[Reading passage]

※ ※ ※

But a just system is not the default. Corporate interests and greed dominate the political landscape when it comes to decisions about the funding of our system. And this is not just a MAGA phenomenon. In fact, the MAGA movement at its base has largely been anti-corporate and anti-status quo. With the passage of the Republican Budget Reconciliation bill, it is clear that standard-fare Republican orthodoxy – disdain for social programs and the social safety-net, a zeal for tax cuts for the wealthiest Americans -- has co-opted MAGA. Trump ran a campaign talking about lowering costs for everyday Americans, and he signed a bill that will lower taxes for his billionaire buddies and raise costs for everyone else.
As doctors, we will have a front row seat to the devastating effects of this disgusting bill, much like we had front row seats to the suffering of the mismanagement of the early days of the COVID-19 pandemic, and the later disinformation about the COVID-19 vaccines. In the rural community where I work, it was clear that people were getting their medical information from right-wing news sites like Fox News, making our jobs much harder and costing them their lives.
And again, many Trump supporters are getting misinformation about the devastating Medicaid cuts signed into law from Trump. And Fox News is again at the forefront of spreading the mis/disinformation. The right-wing spin machine is distracting people by focusing on the totally made-up “20- to 30-something men playing video games in their parent’s basement and collecting Medicaid checks.”

※ ※ ※

[Stored data]
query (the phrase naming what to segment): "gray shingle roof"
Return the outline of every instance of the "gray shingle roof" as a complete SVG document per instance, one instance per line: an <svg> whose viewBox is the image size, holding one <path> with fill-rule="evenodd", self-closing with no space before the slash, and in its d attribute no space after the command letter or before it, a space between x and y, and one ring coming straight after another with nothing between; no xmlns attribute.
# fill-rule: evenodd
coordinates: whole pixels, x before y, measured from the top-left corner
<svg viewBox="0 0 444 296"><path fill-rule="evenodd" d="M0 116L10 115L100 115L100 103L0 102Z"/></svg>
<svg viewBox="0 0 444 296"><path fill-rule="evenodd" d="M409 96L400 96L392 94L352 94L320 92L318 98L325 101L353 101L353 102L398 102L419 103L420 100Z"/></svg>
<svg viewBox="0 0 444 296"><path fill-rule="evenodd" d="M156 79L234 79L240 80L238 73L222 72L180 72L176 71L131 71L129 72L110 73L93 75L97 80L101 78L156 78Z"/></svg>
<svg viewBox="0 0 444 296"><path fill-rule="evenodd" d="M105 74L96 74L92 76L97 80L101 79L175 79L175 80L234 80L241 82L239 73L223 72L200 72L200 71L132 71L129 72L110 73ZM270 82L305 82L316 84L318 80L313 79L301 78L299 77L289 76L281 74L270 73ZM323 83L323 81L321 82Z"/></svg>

※ ※ ※

[Assigned task]
Write out the passage on the budget bill and medical misinformation from "As doctors, we" to "them their lives.", substituting "farming town" for "rural community". The rows above were taken from a source separate from the text.

[Written response]
As doctors, we will have a front row seat to the devastating effects of this disgusting bill, much like we had front row seats to the suffering of the mismanagement of the early days of the COVID-19 pandemic, and the later disinformation about the COVID-19 vaccines. In the farming town where I work, it was clear that people were getting their medical information from right-wing news sites like Fox News, making our jobs much harder and costing them their lives.